● Required work: From the circRNA pipeline documentation, output the span that starts at the words "results/featurecounts/" and ends after "(from CIRCexplorer2 annotation)", copied character for character.

● Text under study:
########

Generate a visual DAG for your dataset

snakemake --dag | dot -Tsvg > dag.svg

Output Files

Final matrices (ready for R)

results/final/
├── cx2_raw.tsv        # CIRCexplorer2 BSJ counts  (circRNAs × samples)
├── cx2_rpm.tsv        # CIRCexplorer2 RPM          (circRNAs × samples)
├── ciri2_raw.tsv      # CIRI2 BSJ counts           (circRNAs × samples)
└── ciri2_rpm.tsv      # CIRI2 RPM                  (circRNAs × samples)

results/featurecounts/
└── all_samples_linear.counts.txt   # Linear gene counts, all samples combined

Per-sample consensus files

results/consensus/{sample}/{sample}_consensus.tsv

One row per consensus circRNA per sample. Columns:

Column	Description
`sample`	Sample identifier
`coord`	`chr:start-end:strand` (0-based start, BED-style)
`chrom`, `start`, `end`, `strand`	BSJ coordinates
`geneName`	Host gene (from CIRCexplorer2 annotation)
`circType`	`circRNA` or `ciRNA`
`cx2_BSJ`	BSJ read count from CIRCexplorer2
`ciri2_BSJ`	BSJ read count from CIRI2
`total_mapped`	Uniquely mapped reads (STAR `Log.final.out`)
`cx2_RPM`	CIRCexplorer2 BSJ normalised to RPM
`ciri2_RPM`	CIRI2 BSJ normalised to RPM
`mean_RPM`	Mean of `cx2_RPM` and `ciri2_RPM`

RPM formula: RPM = (BSJ_reads / total_uniquely_mapped_reads) × 10⁶

The denominator is deliberately the total uniquely mapped read count from STAR (i.e. the full linear library size), not the circRNA BSJ total. This puts circRNA abundance on a scale directly comparable to linear RPM values from featureCounts.

########

● Data provided:
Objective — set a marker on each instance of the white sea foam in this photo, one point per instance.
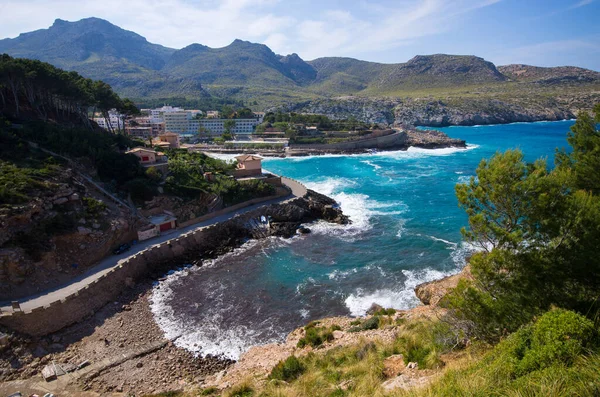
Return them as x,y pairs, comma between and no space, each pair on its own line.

########

● Answer to this task:
results/featurecounts/
└── all_samples_linear.counts.txt   # Linear gene counts, all samples combined

Per-sample consensus files

results/consensus/{sample}/{sample}_consensus.tsv

One row per consensus circRNA per sample. Columns:

Column	Description
`sample`	Sample identifier
`coord`	`chr:start-end:strand` (0-based start, BED-style)
`chrom`, `start`, `end`, `strand`	BSJ coordinates
`geneName`	Host gene (from CIRCexplorer2 annotation)